Each line that has the string "tight" must be copied from the records below.
**** Data under study ****
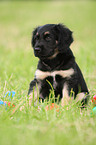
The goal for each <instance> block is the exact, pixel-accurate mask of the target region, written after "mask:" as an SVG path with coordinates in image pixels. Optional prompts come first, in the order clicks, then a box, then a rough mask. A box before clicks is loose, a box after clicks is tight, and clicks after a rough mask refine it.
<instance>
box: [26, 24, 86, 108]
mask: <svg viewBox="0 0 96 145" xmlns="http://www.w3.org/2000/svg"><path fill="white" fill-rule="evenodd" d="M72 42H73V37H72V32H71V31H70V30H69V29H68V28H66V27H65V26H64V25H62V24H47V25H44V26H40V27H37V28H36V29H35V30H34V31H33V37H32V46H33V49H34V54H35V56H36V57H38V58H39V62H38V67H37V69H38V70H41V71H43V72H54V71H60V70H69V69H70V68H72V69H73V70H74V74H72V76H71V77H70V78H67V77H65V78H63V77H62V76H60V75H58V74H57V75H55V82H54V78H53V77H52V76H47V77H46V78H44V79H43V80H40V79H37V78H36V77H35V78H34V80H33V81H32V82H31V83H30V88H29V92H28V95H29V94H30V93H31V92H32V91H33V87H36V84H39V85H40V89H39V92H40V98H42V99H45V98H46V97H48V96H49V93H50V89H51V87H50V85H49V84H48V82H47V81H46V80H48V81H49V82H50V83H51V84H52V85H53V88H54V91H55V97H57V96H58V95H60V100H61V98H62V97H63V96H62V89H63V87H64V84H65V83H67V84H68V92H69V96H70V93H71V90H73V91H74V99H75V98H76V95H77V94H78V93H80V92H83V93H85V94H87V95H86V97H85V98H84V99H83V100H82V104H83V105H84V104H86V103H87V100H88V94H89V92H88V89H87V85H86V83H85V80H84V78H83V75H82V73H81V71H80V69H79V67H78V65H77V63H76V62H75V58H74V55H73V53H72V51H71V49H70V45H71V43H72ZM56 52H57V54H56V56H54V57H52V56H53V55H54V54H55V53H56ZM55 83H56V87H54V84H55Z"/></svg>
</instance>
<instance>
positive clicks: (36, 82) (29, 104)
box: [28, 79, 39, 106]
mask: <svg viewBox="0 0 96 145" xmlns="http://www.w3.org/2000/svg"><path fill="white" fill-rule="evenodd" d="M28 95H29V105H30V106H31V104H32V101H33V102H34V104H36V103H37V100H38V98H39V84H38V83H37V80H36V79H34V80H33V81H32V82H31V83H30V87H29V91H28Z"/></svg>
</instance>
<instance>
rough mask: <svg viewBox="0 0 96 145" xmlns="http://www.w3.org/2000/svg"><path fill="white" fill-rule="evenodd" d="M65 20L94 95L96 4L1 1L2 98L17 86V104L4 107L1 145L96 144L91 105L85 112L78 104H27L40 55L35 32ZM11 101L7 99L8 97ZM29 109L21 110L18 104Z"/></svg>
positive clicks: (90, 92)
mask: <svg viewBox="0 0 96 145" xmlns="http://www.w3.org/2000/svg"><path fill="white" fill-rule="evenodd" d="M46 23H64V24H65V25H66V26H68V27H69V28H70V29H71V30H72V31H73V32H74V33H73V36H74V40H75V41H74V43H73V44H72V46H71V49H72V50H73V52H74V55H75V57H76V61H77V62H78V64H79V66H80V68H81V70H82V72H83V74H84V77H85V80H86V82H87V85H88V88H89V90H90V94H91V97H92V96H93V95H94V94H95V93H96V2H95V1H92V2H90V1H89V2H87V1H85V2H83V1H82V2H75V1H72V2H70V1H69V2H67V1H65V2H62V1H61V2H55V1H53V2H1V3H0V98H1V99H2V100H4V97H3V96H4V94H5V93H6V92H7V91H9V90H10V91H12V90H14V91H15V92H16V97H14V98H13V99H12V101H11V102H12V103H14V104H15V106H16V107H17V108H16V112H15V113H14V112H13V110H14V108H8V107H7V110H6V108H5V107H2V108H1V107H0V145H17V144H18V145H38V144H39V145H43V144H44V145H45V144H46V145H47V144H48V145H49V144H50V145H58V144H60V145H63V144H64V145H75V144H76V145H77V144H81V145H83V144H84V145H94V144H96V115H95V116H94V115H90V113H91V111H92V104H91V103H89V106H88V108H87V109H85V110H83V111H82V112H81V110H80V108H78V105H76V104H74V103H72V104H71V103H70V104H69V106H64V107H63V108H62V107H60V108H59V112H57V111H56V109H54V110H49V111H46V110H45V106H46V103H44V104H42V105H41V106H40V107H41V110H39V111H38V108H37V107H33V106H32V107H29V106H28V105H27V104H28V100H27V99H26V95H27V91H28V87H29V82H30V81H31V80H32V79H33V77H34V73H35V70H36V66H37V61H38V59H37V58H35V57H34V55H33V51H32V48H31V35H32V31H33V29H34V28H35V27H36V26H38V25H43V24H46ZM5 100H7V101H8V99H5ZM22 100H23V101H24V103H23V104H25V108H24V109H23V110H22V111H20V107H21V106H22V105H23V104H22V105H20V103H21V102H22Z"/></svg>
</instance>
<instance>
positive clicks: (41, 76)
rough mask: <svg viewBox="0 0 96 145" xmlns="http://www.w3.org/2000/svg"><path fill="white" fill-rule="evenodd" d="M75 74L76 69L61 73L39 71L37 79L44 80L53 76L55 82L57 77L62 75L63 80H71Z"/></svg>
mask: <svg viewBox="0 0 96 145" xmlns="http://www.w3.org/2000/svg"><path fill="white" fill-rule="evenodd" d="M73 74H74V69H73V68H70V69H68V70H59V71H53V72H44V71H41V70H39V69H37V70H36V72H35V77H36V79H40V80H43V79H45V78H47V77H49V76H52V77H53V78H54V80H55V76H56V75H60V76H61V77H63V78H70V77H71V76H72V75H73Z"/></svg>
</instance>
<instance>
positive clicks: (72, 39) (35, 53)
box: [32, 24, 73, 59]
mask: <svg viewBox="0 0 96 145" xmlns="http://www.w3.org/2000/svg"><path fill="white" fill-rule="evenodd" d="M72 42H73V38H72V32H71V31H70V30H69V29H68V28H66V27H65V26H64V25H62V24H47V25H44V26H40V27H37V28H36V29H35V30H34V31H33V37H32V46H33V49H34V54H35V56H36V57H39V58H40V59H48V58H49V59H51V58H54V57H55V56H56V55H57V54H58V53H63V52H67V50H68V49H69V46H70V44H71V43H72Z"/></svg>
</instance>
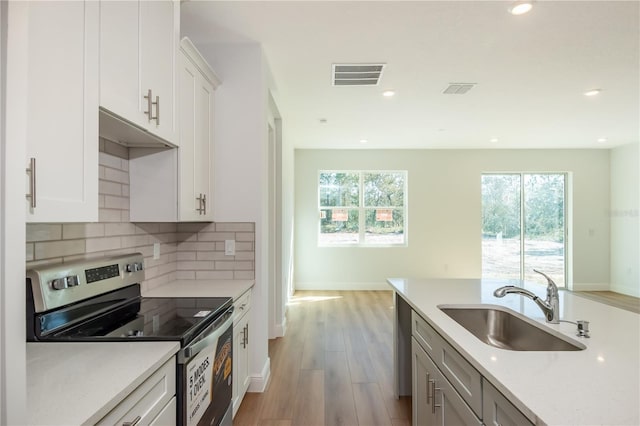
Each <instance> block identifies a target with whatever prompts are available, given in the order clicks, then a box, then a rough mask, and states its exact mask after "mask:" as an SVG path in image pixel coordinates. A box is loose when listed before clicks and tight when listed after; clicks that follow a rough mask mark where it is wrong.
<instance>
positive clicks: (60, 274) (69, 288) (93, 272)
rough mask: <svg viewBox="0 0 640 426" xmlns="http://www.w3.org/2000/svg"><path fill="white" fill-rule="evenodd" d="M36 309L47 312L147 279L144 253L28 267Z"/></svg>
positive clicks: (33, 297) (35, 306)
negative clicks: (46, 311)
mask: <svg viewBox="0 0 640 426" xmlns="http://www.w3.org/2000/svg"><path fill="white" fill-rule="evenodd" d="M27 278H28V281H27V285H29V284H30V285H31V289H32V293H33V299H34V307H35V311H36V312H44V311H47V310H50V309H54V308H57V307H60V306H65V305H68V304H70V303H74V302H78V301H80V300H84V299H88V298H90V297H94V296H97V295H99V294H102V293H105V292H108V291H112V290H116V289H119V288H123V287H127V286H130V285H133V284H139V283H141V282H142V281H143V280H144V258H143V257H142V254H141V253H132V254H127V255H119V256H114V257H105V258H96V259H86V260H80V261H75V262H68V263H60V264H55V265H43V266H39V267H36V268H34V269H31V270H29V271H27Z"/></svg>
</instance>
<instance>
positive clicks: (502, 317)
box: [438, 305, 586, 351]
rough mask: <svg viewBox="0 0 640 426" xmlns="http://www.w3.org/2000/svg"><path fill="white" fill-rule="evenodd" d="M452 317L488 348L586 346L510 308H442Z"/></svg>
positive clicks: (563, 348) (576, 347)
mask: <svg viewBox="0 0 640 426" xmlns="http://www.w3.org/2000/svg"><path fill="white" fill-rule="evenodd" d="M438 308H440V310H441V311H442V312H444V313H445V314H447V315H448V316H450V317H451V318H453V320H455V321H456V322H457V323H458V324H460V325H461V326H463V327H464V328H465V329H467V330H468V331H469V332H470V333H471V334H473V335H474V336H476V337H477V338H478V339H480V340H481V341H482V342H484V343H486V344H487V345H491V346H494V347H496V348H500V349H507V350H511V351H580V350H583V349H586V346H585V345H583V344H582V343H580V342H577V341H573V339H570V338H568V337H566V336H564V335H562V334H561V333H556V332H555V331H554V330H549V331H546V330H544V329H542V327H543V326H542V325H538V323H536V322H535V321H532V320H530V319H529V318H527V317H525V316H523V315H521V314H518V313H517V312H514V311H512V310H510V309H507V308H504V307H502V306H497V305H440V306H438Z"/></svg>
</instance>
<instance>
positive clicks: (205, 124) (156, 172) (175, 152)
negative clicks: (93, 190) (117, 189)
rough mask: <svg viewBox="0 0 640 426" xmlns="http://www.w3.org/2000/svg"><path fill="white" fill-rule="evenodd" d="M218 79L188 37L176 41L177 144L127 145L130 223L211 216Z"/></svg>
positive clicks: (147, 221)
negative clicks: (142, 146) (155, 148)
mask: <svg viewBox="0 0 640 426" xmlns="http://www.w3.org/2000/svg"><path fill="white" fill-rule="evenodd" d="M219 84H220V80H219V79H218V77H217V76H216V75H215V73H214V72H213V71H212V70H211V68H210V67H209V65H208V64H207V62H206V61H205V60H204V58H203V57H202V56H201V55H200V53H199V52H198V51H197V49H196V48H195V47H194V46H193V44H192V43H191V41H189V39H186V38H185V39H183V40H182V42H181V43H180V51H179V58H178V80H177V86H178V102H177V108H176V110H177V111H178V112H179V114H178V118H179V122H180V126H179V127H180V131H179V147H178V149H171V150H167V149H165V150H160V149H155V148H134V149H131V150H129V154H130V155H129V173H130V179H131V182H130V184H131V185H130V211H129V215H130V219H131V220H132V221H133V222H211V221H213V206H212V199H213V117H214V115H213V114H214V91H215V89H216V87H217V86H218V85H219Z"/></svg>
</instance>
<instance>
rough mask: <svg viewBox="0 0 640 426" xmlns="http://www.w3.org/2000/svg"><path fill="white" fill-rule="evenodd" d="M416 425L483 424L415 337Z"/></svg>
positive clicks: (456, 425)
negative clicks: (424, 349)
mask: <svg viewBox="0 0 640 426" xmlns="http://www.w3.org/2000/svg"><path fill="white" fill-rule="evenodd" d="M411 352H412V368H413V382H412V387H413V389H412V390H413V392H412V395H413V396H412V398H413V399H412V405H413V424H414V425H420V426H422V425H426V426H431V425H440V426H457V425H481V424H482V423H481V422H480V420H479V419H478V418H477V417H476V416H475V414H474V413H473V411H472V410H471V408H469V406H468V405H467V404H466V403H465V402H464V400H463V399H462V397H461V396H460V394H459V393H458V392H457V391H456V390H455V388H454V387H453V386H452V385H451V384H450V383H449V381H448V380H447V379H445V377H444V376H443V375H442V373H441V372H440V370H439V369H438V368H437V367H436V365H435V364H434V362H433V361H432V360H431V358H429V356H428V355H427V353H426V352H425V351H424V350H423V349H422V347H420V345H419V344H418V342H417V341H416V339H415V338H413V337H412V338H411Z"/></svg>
****
Solution for this problem =>
The goal for each <instance> block is the exact, pixel-accurate mask of the target region, written after "mask:" as an SVG path with coordinates in image pixels. Optional prompts come first, in the order clicks, then a box, then a rough mask. A box before clicks is loose, a box after clicks is tight, and clicks after a rough mask refine it.
Each <instance> block identifies a target with whatever prompts are available, given in the order clicks, then a box, then a rough mask, and states its exact mask after "mask:" as an SVG path in image pixel coordinates. A box is loose when listed before clicks and tight when listed after; clicks that follow a rough mask mark where it is wrong.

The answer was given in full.